Problem description
Output all of the data below exactly as given.

___ Records for processing

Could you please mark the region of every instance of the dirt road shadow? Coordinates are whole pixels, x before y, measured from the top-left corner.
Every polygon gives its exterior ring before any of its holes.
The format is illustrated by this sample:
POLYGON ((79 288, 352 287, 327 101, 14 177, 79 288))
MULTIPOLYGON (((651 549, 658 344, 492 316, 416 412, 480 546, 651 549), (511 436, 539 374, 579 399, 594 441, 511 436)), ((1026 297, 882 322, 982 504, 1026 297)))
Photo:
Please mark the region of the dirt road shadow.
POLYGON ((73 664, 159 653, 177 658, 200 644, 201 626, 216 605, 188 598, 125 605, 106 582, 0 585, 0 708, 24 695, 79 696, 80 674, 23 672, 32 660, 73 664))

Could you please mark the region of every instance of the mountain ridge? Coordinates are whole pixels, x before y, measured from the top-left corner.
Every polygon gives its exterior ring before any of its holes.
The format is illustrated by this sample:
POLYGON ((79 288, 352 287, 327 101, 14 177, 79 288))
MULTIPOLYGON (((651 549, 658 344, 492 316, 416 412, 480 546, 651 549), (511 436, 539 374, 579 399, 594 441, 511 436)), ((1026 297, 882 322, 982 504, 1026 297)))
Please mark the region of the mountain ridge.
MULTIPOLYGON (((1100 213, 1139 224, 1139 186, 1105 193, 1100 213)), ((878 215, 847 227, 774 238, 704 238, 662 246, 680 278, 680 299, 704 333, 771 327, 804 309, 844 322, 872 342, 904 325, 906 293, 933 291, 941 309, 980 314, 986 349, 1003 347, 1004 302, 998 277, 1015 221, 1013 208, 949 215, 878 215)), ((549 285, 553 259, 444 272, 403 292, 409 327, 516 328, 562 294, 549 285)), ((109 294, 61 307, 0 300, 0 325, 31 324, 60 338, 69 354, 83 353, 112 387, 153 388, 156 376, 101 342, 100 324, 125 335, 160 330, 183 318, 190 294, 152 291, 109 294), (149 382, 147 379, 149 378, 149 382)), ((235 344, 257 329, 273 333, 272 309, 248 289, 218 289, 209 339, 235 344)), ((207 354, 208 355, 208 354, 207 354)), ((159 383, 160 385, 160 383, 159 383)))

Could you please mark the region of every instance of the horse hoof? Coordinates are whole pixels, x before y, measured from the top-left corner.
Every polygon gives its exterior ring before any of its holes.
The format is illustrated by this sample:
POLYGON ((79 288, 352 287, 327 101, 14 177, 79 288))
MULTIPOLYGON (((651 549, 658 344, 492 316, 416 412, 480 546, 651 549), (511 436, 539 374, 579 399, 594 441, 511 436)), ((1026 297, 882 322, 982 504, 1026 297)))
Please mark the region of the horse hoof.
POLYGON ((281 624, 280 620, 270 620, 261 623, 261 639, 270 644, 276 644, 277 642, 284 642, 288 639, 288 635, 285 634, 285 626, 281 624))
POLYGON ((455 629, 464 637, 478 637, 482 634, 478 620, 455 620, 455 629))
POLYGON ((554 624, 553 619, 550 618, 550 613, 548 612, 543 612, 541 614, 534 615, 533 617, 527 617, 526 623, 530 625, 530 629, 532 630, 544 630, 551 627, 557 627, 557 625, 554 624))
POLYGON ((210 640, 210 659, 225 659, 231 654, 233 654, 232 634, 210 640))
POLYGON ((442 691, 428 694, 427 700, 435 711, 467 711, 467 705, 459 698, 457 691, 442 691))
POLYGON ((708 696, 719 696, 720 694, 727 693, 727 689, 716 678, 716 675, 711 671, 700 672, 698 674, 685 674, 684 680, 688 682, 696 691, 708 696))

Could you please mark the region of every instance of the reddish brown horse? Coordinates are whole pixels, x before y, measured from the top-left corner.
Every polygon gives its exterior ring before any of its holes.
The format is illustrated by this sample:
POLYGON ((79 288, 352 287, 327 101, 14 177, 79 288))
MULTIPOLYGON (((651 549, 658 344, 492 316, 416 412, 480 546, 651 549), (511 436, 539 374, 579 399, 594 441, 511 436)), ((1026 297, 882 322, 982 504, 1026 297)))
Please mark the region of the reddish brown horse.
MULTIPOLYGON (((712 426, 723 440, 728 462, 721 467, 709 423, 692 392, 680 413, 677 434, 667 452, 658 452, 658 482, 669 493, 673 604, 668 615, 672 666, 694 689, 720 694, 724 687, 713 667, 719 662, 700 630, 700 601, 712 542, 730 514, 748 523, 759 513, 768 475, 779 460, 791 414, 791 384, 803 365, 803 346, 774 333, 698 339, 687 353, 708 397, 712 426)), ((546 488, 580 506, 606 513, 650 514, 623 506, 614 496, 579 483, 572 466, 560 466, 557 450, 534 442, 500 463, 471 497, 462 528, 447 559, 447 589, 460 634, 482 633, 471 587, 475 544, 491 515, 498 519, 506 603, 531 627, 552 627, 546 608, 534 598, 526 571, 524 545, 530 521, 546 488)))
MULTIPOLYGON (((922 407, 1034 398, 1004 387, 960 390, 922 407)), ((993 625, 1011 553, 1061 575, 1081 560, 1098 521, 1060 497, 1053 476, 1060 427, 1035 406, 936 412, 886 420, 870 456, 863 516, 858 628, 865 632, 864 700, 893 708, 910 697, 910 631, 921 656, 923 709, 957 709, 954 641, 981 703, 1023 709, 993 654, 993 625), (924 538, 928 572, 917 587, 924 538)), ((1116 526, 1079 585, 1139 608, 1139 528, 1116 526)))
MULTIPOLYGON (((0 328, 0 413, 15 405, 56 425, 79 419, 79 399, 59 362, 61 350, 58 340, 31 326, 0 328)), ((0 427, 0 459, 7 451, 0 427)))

______

Task solution
Could you please mark the region of every instance of the dirt road shadow? Coordinates are whole pixels, x before y, measured from the top-left corner.
Every polygon gives its exterior ring before any of its holes.
The format is illustrated by this sample:
POLYGON ((79 288, 352 287, 327 101, 14 177, 79 288))
MULTIPOLYGON (((651 549, 658 344, 492 316, 416 412, 480 546, 651 549), (511 436, 539 374, 579 399, 594 441, 511 436)), ((1026 297, 882 322, 982 504, 1026 297)))
Photo:
Please mark the region of the dirt road shadow.
POLYGON ((73 664, 159 653, 177 658, 200 644, 201 626, 216 605, 188 598, 125 605, 106 582, 0 585, 0 708, 24 695, 79 696, 80 674, 23 672, 32 660, 73 664))

Could you please mark the region of every instance of the mountain ridge? Coordinates are whole pixels, x before y, measured from the top-left corner.
Every polygon gives its exterior ring before any of its holes.
The format is illustrated by this sample:
POLYGON ((79 288, 352 287, 327 101, 14 177, 79 288))
MULTIPOLYGON (((651 549, 658 344, 492 316, 416 412, 480 546, 651 549), (511 436, 539 374, 579 399, 594 441, 511 436)), ((1026 297, 882 322, 982 504, 1026 297)))
Please mark the region of the mountain ridge.
MULTIPOLYGON (((1100 213, 1139 224, 1139 186, 1105 193, 1100 213)), ((878 215, 847 227, 774 238, 704 238, 662 246, 680 278, 680 299, 704 333, 771 327, 804 309, 844 322, 872 342, 904 325, 906 293, 933 291, 941 309, 980 314, 986 349, 1003 347, 1004 302, 998 277, 1015 221, 1013 208, 949 215, 878 215)), ((549 285, 553 259, 444 272, 403 292, 409 327, 516 328, 562 294, 549 285)), ((109 294, 61 307, 0 300, 0 325, 31 324, 60 338, 69 354, 83 353, 112 387, 153 388, 156 376, 101 342, 100 324, 125 335, 160 330, 183 318, 190 294, 152 291, 109 294), (149 382, 147 379, 149 378, 149 382)), ((235 344, 257 329, 273 333, 272 309, 248 289, 218 289, 209 339, 235 344)), ((207 354, 208 355, 208 354, 207 354)), ((159 383, 160 385, 160 383, 159 383)))

Could you please mark the region of every instance of the horse hoof? Coordinates are whole pixels, x before y, measured from the top-left corner.
Every polygon gives its exterior ring before any of its holes.
The format is illustrated by this sample:
POLYGON ((79 288, 352 287, 327 101, 14 177, 79 288))
MULTIPOLYGON (((651 549, 658 344, 492 316, 416 412, 480 546, 651 549), (511 436, 539 374, 579 399, 594 441, 511 436)), ((1026 297, 882 322, 982 504, 1026 297)))
Please mark the region of the horse hoof.
POLYGON ((281 624, 280 620, 270 620, 261 623, 261 639, 270 644, 276 644, 277 642, 284 642, 288 639, 288 635, 285 634, 285 626, 281 624))
POLYGON ((455 629, 464 637, 478 637, 482 634, 478 620, 455 620, 455 629))
POLYGON ((554 624, 553 619, 550 618, 550 613, 548 612, 543 612, 541 614, 534 615, 533 617, 527 617, 526 623, 530 625, 530 629, 532 630, 544 630, 551 627, 557 627, 557 625, 554 624))
POLYGON ((210 640, 210 659, 225 659, 231 654, 233 654, 232 634, 210 640))
POLYGON ((442 691, 428 694, 427 700, 435 711, 467 711, 467 705, 459 698, 457 691, 442 691))
POLYGON ((708 696, 719 696, 720 694, 727 693, 727 689, 716 678, 716 675, 711 671, 700 672, 698 674, 685 674, 684 680, 688 682, 696 691, 708 696))

Could you please mark the region of every instance of the reddish brown horse? Coordinates are whole pixels, x before y, measured from the top-left corner.
Every polygon gives its exterior ring before any of its holes.
The format is illustrated by this sample:
POLYGON ((79 288, 352 287, 327 101, 14 177, 79 288))
MULTIPOLYGON (((651 549, 658 344, 492 316, 416 412, 480 546, 651 549), (511 436, 539 374, 579 399, 594 441, 511 436)), ((1026 297, 882 322, 982 504, 1026 297)))
Please mark the region of the reddish brown horse.
MULTIPOLYGON (((712 426, 723 440, 728 462, 721 467, 709 423, 692 392, 680 413, 677 434, 667 452, 658 452, 658 482, 669 493, 673 604, 668 615, 672 666, 694 689, 720 694, 724 687, 713 667, 719 662, 700 630, 700 601, 712 542, 730 514, 748 523, 759 513, 768 475, 779 460, 791 414, 791 384, 803 365, 803 346, 774 333, 698 339, 687 353, 708 397, 712 426)), ((546 488, 580 506, 606 513, 650 514, 623 506, 614 496, 579 483, 572 466, 560 466, 557 450, 534 442, 500 463, 471 497, 462 528, 447 559, 447 589, 460 634, 482 633, 471 587, 475 544, 491 515, 498 519, 506 603, 531 627, 552 627, 546 608, 534 598, 526 571, 524 545, 530 521, 546 488)))
MULTIPOLYGON (((922 407, 1034 398, 1004 387, 960 390, 922 407)), ((993 625, 1011 553, 1061 575, 1081 560, 1098 521, 1060 497, 1053 476, 1060 427, 1035 406, 936 412, 886 420, 870 456, 863 516, 858 628, 865 632, 864 700, 893 708, 910 697, 910 631, 921 656, 923 709, 957 709, 954 641, 981 703, 1023 709, 993 654, 993 625), (924 538, 928 572, 917 587, 924 538)), ((1116 526, 1079 585, 1139 608, 1139 528, 1116 526)))
MULTIPOLYGON (((0 328, 0 413, 15 405, 56 425, 79 419, 79 399, 59 362, 61 350, 58 340, 31 326, 0 328)), ((0 427, 0 459, 7 451, 0 427)))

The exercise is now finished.